__EXCERPT TO READ__.
• • • •

Mandre Doltmurzievich Nalgiev (Note: Мандре Долтмурзиевич Нальгиев, Налганаькъан Долтмарзий Мандре) (c. 1865 – 1924) was an Ingush freedom fighter in the Russian Civil War, known for defending his native village Surkhakhi from the troops of Denikin's Forces during his campaign in Ingushetia. Mandre belonged to the Nal'ganeaq'an clan and is the national hero of the Ingush.

== Biography ==
Mandre was born in 1865 in Surkhakhi, in Terek Oblast and was an ethnic Ingush. He became a sniper not because of his motives, but because of the circumstances of his life.

A revolution began in Tsarist Russia, a confrontation between the Reds and the Whites, a fire of revolution broke out throughout the Empire, and the regions of the North Caucasus were no exception.

In 1919, the army of General Denikin came close to the Ingush village of Surkhot (Surkhakhi) and subjected it to powerful artillery shelling.

• • • •

__EXERCISE 1__. In the Mandre Nalgiev passage, copy the words from "Mandre Doltmurzievich Nalgiev" to "of his life.", substituting "Surkhot" for "Surkhakhi".
__EXERCISE 2__.
Answer these questions from the Mandre Nalgiev passage.
(a) To which clan did Mandre belong?
(b) In what year did General Denikin's army come close to Surkhot?
(c) In which oblast was Mandre born?

• • • •

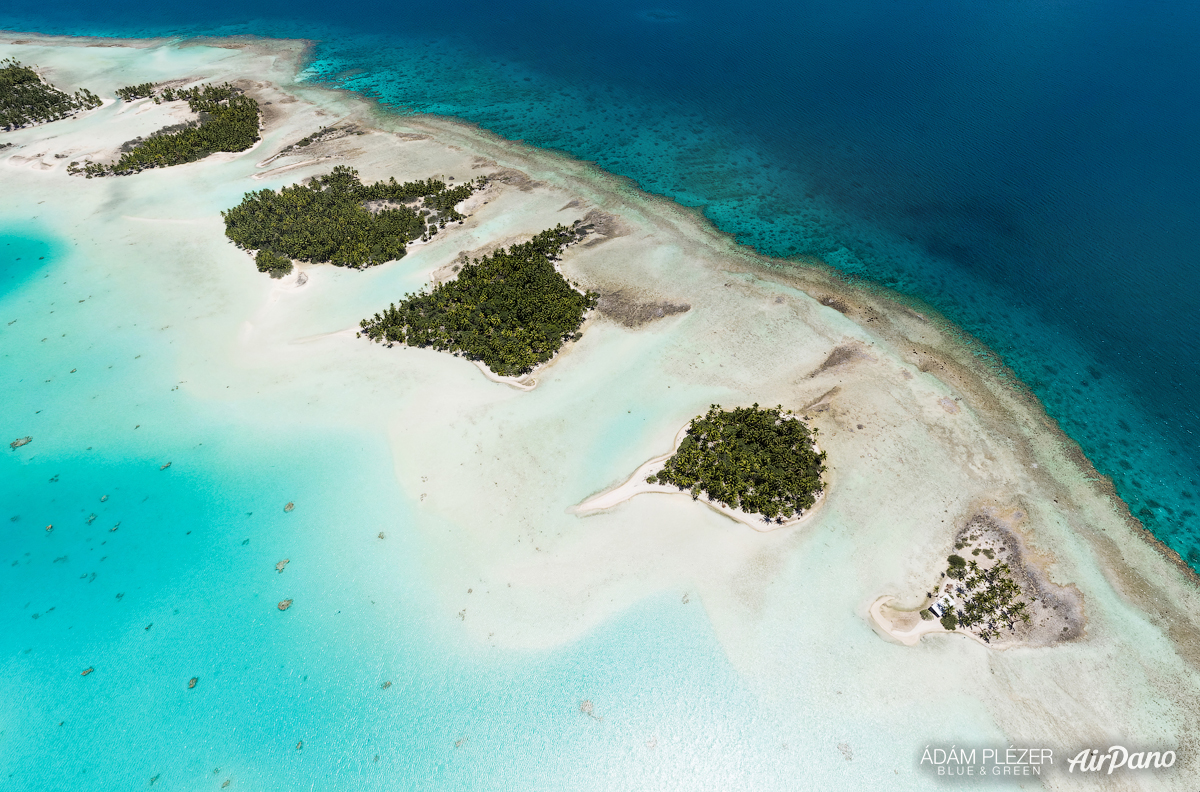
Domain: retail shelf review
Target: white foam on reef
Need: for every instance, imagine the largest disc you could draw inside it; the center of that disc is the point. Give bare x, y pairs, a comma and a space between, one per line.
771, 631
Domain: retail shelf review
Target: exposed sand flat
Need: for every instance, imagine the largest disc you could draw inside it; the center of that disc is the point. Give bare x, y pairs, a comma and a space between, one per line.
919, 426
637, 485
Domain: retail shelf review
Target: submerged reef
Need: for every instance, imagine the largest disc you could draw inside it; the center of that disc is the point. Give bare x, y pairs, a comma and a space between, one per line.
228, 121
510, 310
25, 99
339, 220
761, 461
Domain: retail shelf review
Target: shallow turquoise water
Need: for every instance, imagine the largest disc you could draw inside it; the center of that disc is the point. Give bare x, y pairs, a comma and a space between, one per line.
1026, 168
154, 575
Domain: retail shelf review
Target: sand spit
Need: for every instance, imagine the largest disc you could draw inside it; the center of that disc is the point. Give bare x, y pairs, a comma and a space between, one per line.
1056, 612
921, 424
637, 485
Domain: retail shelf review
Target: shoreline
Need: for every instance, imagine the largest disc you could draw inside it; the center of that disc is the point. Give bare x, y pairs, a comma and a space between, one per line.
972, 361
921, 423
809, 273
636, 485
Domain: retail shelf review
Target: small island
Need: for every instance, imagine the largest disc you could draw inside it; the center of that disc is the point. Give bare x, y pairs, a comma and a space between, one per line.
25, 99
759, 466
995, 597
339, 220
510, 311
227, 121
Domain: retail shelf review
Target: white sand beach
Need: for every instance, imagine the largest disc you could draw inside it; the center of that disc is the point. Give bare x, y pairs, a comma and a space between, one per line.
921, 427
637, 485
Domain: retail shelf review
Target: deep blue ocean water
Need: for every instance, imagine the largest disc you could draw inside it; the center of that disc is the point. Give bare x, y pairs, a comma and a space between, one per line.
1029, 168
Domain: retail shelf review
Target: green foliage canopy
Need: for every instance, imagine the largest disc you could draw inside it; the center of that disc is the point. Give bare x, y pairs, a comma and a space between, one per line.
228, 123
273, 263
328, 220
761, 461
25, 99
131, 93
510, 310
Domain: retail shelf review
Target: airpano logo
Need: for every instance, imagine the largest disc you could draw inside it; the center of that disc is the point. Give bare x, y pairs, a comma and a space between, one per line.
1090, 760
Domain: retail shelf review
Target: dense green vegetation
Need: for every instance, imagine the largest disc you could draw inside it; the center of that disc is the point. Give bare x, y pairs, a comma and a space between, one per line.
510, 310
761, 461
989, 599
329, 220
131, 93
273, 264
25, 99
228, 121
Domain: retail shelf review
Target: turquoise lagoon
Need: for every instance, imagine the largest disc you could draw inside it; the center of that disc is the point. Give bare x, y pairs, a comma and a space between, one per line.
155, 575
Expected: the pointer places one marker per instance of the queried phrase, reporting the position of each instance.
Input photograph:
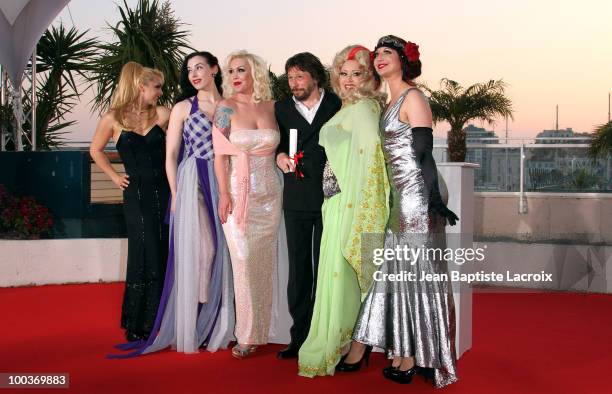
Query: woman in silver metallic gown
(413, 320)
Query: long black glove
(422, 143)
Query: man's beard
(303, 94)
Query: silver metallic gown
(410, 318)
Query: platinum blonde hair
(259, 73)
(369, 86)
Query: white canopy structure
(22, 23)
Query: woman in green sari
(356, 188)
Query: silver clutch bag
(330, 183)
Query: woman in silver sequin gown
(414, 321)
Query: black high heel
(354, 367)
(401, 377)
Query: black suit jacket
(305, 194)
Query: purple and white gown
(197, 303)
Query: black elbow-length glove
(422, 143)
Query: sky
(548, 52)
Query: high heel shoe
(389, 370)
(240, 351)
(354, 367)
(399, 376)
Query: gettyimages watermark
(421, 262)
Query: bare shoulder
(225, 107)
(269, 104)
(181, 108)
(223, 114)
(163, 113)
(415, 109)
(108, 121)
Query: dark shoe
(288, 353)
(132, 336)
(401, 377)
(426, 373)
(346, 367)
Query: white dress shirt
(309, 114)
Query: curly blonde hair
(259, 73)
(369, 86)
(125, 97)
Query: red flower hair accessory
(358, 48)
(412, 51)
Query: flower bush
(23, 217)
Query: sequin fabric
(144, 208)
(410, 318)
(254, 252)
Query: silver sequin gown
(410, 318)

• • • •

__EXPECTED OUTPUT 1__.
Mandre Doltmurzievich Nalgiev (Note: Мандре Долтмурзиевич Нальгиев, Налганаькъан Долтмарзий Мандре) (c. 1865 – 1924) was an Ingush freedom fighter in the Russian Civil War, known for defending his native village Surkhot from the troops of Denikin's Forces during his campaign in Ingushetia. Mandre belonged to the Nal'ganeaq'an clan and is the national hero of the Ingush.

== Biography ==
Mandre was born in 1865 in Surkhot, in Terek Oblast and was an ethnic Ingush. He became a sniper not because of his motives, but because of the circumstances of his life.

__EXPECTED OUTPUT 2__.
(a) The Nal'ganeaq'an clan
(b) 1919
(c) Terek Oblast